» Written problem 1:
In the passage on Joe Rossi's baseball career below, what batting average did he post in his 55 games with the Reds in 1952?
» Written problem 2:
Duplicate the passage on Joe Rossi's baseball career below, starting at "Joe Rossi started" and ending at "with 9 homers.".

» Document:
-- Begin --

Joe Rossi started his pro baseball career right out of high school as a free agent in 1941. He signed to play with the Merced Bears of the California League, appeared in 8 games and hit .381 his first year out. Over the next few years he was with several teams in different leagues. His first good year came in 1946 with the Tyler Trojans of the East Texas League where he played in 111 contests and hit .325 with 9 homers.

He came right back in 1947, playing with the Waco Dons and the Shreveport Sports and hit .332 with 20 round-trippers. From 1948 through 1951, he hit for a four-year average of .325 with the Spokane Indians and the Portland Beavers, with 38 homers. This opened the door for Joe's entrance into the major leagues and the story that goes with it. On November 19, 1951, Rossi was drafted by the Cincinnati Reds from the Portland Beavers of the Pacific Coast League in the 1951 Rule V Draft.

The story goes that the famed Rogers Hornsby, who was managing the Seattle Rainiers at the time in 1951, said that Rossi would never make it in the majors. But after a good year with Portland, the Reds gave him a shot in 1952 and he hit .221 in 55 games. Hornsby had recently been let go as manager of the St. Louis Browns and arrived at Crosley Field for a Hall of Famers celebrities night. Joe let the great "Rajah" know that he was now a big leaguer. But wouldn't you know it... the Reds fired manager Luke Sewell a few weeks later and replaced him with Hornsby and Joe was soon gone from the majors. After the season, Rossi was traded by the Reds, along with Cal Abrams and Gail Henley, to the Pittsburgh Pirates in return for Gus Bell.

-- End --

» Given data:
-- Begin --

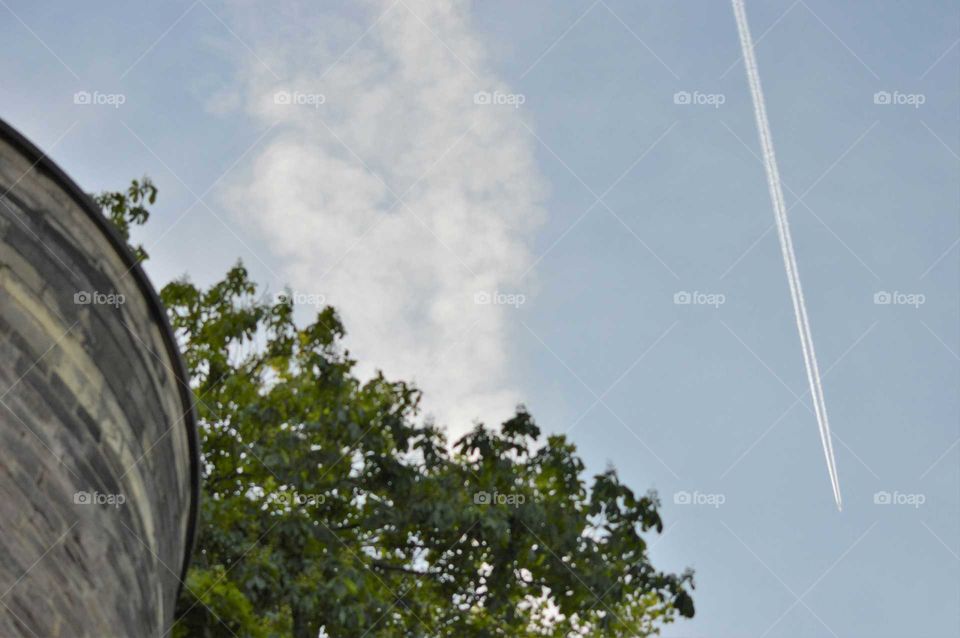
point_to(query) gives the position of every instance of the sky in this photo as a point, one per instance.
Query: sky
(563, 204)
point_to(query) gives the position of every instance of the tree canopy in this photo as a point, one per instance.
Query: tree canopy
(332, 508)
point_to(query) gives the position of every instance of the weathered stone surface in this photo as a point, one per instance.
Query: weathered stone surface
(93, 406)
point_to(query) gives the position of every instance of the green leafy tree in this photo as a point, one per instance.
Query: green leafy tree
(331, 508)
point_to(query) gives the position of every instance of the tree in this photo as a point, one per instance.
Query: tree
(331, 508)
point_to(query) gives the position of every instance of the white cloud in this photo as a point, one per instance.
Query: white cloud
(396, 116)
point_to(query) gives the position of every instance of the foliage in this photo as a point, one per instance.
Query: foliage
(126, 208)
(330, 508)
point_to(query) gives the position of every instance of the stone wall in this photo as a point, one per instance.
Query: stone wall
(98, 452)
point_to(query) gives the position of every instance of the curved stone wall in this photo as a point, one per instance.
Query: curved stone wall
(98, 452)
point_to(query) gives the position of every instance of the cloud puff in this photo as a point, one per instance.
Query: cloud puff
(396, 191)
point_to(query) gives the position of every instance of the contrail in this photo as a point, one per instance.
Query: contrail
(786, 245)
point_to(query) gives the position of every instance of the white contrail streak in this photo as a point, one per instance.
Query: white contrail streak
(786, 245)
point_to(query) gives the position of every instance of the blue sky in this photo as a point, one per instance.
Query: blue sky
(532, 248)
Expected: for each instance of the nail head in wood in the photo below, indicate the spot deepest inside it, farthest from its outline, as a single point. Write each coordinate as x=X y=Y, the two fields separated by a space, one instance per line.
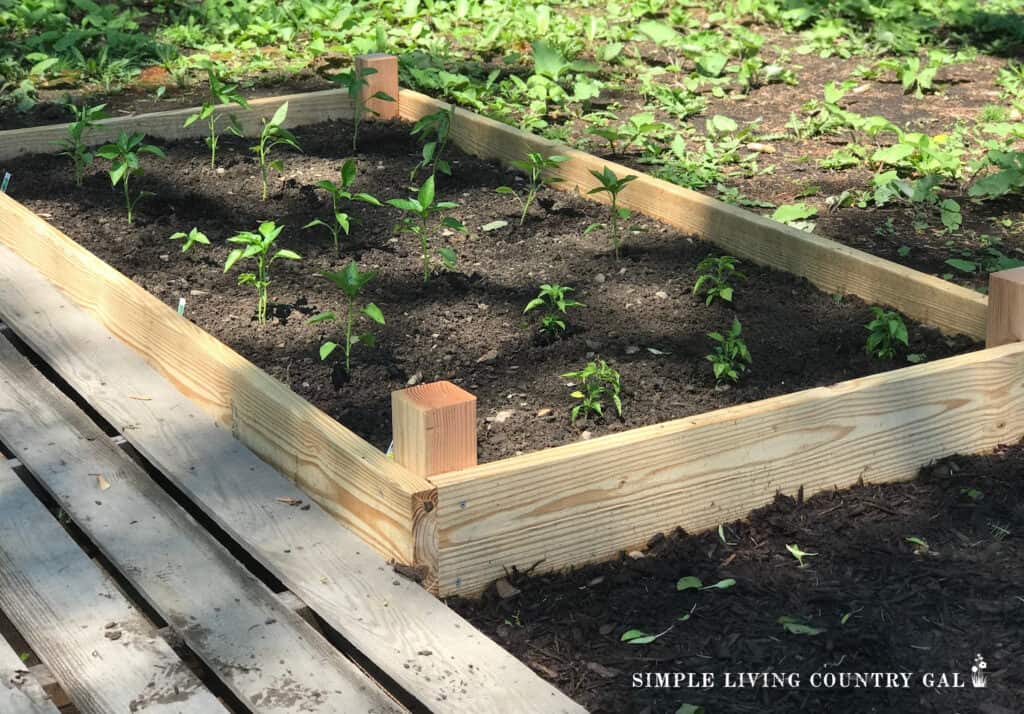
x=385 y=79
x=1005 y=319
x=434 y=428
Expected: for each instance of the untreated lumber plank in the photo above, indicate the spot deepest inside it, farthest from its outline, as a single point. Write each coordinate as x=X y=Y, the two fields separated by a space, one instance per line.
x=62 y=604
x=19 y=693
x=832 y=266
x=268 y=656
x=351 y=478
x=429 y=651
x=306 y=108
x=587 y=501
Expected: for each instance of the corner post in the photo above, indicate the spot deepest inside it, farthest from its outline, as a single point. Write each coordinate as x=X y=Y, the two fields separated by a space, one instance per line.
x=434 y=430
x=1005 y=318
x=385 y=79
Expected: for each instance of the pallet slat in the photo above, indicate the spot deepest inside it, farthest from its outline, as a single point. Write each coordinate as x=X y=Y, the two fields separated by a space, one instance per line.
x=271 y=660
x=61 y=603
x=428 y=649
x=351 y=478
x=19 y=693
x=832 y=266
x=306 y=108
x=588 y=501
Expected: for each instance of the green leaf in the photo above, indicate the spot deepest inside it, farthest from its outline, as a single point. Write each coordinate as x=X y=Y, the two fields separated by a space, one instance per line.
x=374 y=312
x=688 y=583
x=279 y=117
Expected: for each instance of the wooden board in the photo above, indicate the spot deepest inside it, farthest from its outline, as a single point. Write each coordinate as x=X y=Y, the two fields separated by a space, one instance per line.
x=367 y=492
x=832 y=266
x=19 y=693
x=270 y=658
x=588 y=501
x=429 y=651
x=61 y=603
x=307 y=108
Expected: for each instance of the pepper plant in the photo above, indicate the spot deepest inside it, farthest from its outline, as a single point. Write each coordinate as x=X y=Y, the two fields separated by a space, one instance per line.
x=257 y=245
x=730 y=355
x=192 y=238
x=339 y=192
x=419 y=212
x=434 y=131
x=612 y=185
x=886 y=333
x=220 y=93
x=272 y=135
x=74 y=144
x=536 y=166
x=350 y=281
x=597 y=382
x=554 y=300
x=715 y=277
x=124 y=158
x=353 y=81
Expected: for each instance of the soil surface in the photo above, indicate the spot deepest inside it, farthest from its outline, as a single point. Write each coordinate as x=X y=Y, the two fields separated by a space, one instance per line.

-- End --

» Written reply 1:
.221

» Written reply 2:
Joe Rossi started his pro baseball career right out of high school as a free agent in 1941. He signed to play with the Merced Bears of the California League, appeared in 8 games and hit .381 his first year out. Over the next few years he was with several teams in different leagues. His first good year came in 1946 with the Tyler Trojans of the East Texas League where he played in 111 contests and hit .325 with 9 homers.